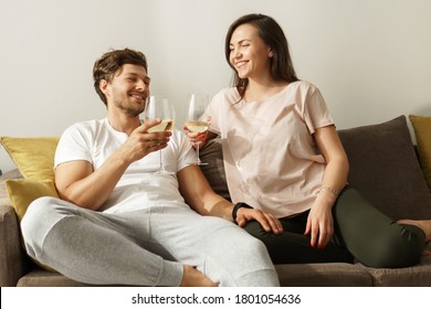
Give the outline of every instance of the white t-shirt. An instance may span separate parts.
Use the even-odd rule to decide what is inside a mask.
[[[97,170],[126,139],[127,135],[116,131],[107,118],[75,124],[59,141],[54,168],[64,162],[85,160]],[[159,168],[160,154],[159,151],[151,152],[127,168],[99,211],[127,212],[156,204],[188,207],[179,193],[176,173],[196,160],[189,139],[175,130],[161,154],[165,169],[174,174],[154,174]]]
[[[334,121],[319,90],[295,82],[262,102],[244,102],[236,88],[218,93],[207,114],[220,134],[234,203],[277,217],[308,210],[322,184],[325,159],[313,134]]]

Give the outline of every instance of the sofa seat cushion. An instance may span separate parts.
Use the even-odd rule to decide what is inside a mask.
[[[370,287],[364,267],[346,263],[275,265],[283,287]]]
[[[61,274],[34,268],[18,281],[19,287],[86,287],[88,285],[69,279]]]
[[[431,243],[427,245],[431,251]],[[372,277],[377,287],[431,287],[431,256],[423,256],[421,262],[406,268],[364,267]]]

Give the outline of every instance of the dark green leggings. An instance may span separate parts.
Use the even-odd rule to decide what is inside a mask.
[[[274,235],[252,221],[245,230],[260,238],[274,264],[353,263],[369,267],[408,267],[417,264],[425,242],[424,233],[413,225],[399,225],[375,209],[355,189],[345,189],[333,209],[335,234],[324,248],[309,245],[304,236],[308,212],[282,219],[284,232]]]

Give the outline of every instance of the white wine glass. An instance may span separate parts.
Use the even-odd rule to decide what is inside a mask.
[[[185,116],[185,126],[190,132],[207,134],[210,127],[210,121],[202,119],[208,105],[210,104],[210,97],[208,95],[191,94],[187,102],[187,109]],[[199,145],[196,146],[198,159],[192,164],[207,166],[207,162],[202,162],[199,158]]]
[[[150,96],[147,107],[145,109],[145,120],[161,119],[161,122],[148,129],[148,132],[172,131],[175,128],[175,107],[164,96]],[[165,169],[161,159],[161,149],[159,150],[159,169],[155,172],[157,174],[172,174]]]

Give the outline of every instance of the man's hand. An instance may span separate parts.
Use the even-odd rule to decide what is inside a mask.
_ _ _ _ _
Problem
Please repeat the lines of the material above exactly, beginning at the line that contains "Give the outline of every instance of the man's" and continuing through the end of the material.

Correct response
Give the outline of every instance of the man's hand. An instance may span separate parts.
Use the even-odd rule to decide what is inside a mask.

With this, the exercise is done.